* START PASSAGE PROVIDED *

The Rundown on Runoff: Residents gather to discuss stormwater

Resisting the urge to describe the subject matter as “dry,” engineering consultant Bob Williams began last night’s presentation with an acknowledgement of the obvious: stormwater is not an especially exciting topic for most people. And yet, perhaps unsurprisingly here in Decatur, a healthy crowd turned out nonetheless — drilling down on some key issues, speaking one-on-one with specialists, even staying late.

This second Drill-Down session of the city’s ongoing Unified Development Ordinance (UDO) effort was an opportunity for members of the engineering team to present on Decatur’s stormwater challenges, how those challenges are currently managed, and how they might be better managed in the future.

It’s a balancing of individual and community concerns, stressed Williams. Those at the top of a water flow may feel differently about adding a large, impervious patio than those at the bottom dealing with a flooded basement fueled by increased runoff. Accordingly, the city is not looking to reduce our present stormwater regulations. But neither are they looking to increase them. Instead, the meeting focused on exploring ways to broaden resident options and make meeting the requirements easier and, in many instances, less costly. These fell into two categories:

  1. Trees. Trees aren’t currently recognized, at least in the code, for their ability to absorb water and contribute to stormwater reduction. This results in trees being periodically removed to allow for required stormwater retention systems, creating a scenario in which addressing one problem (retention) exacerbates another (tree canopy). Should the UDO rectify this?

* END PASSAGE PROVIDED *
* START INPUT *

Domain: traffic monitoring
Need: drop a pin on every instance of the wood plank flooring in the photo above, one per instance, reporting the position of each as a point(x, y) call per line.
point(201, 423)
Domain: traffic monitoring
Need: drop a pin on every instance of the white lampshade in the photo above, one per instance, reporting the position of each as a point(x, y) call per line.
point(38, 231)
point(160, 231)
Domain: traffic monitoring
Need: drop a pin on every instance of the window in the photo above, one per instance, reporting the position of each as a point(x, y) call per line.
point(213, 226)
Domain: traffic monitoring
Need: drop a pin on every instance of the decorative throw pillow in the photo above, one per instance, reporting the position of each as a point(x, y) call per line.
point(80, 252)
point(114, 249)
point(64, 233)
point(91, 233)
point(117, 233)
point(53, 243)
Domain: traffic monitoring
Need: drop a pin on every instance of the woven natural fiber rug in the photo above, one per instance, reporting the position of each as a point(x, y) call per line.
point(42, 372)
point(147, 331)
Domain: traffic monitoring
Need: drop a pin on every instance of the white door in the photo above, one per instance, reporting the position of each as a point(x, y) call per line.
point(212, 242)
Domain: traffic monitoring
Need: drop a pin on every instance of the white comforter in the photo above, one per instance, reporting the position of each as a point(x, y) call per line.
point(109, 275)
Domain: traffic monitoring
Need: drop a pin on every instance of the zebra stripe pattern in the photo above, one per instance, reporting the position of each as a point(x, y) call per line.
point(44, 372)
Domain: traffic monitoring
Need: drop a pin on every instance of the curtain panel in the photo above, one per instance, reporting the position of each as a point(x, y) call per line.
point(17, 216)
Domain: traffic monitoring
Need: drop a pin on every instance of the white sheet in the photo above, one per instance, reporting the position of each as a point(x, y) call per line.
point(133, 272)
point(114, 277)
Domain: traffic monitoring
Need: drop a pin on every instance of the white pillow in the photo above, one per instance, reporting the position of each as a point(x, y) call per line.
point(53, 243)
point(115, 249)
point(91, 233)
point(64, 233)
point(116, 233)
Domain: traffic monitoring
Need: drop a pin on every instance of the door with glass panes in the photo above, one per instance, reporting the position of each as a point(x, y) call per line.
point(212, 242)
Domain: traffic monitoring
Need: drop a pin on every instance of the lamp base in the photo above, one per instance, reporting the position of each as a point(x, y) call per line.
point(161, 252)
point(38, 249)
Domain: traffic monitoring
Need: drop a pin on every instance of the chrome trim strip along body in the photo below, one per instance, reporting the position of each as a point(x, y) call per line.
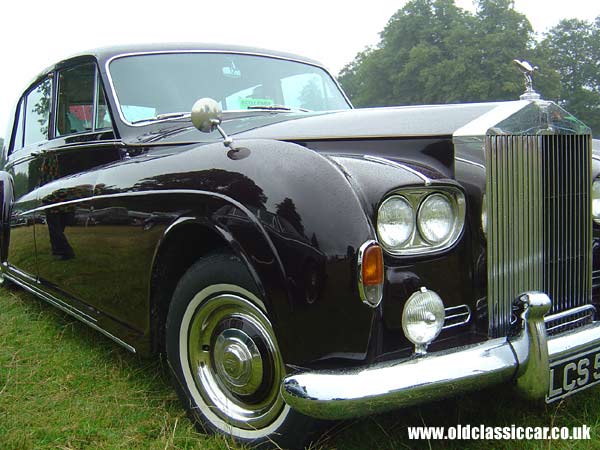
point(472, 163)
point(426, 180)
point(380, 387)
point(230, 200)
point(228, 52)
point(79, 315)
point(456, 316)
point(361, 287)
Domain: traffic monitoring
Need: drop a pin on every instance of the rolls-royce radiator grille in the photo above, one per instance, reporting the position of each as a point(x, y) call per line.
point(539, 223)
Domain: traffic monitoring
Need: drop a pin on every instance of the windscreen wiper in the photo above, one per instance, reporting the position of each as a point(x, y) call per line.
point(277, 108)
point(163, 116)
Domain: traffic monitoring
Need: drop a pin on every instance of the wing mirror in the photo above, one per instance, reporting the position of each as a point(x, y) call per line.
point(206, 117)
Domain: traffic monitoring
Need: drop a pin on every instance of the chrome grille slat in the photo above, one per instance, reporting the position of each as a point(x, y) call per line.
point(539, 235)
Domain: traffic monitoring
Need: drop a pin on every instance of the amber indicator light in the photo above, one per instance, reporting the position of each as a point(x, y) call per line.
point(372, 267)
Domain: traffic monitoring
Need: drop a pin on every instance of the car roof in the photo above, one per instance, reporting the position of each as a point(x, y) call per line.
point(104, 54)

* END INPUT *

WHAT IS ASKED:
a) In the stormwater article, give the passage starting at "1. Trees. Trees" and ending at "UDO rectify this?", switching "retention" to "detention".
b) Rewrite the records starting at the first line and ending at the line containing "point(160, 231)", keeping every line. Multiply each point coordinate in the answers by 1.3 and round to whole numbers, with halves rounded up.

THE RESPONSES:
a)
1. Trees. Trees aren’t currently recognized, at least in the code, for their ability to absorb water and contribute to stormwater reduction. This results in trees being periodically removed to allow for required stormwater detention systems, creating a scenario in which addressing one problem (detention) exacerbates another (tree canopy). Should the UDO rectify this?

b)
Domain: traffic monitoring
Need: drop a pin on every instance of the wood plank flooring in the photo above, one per instance, reporting the position of each as a point(x, y) call per line.
point(261, 550)
Domain: traffic monitoring
Need: drop a pin on every instance of the white lampshade in the photo above, one per instance, reporting the position of each as a point(x, y) call per line.
point(49, 300)
point(208, 300)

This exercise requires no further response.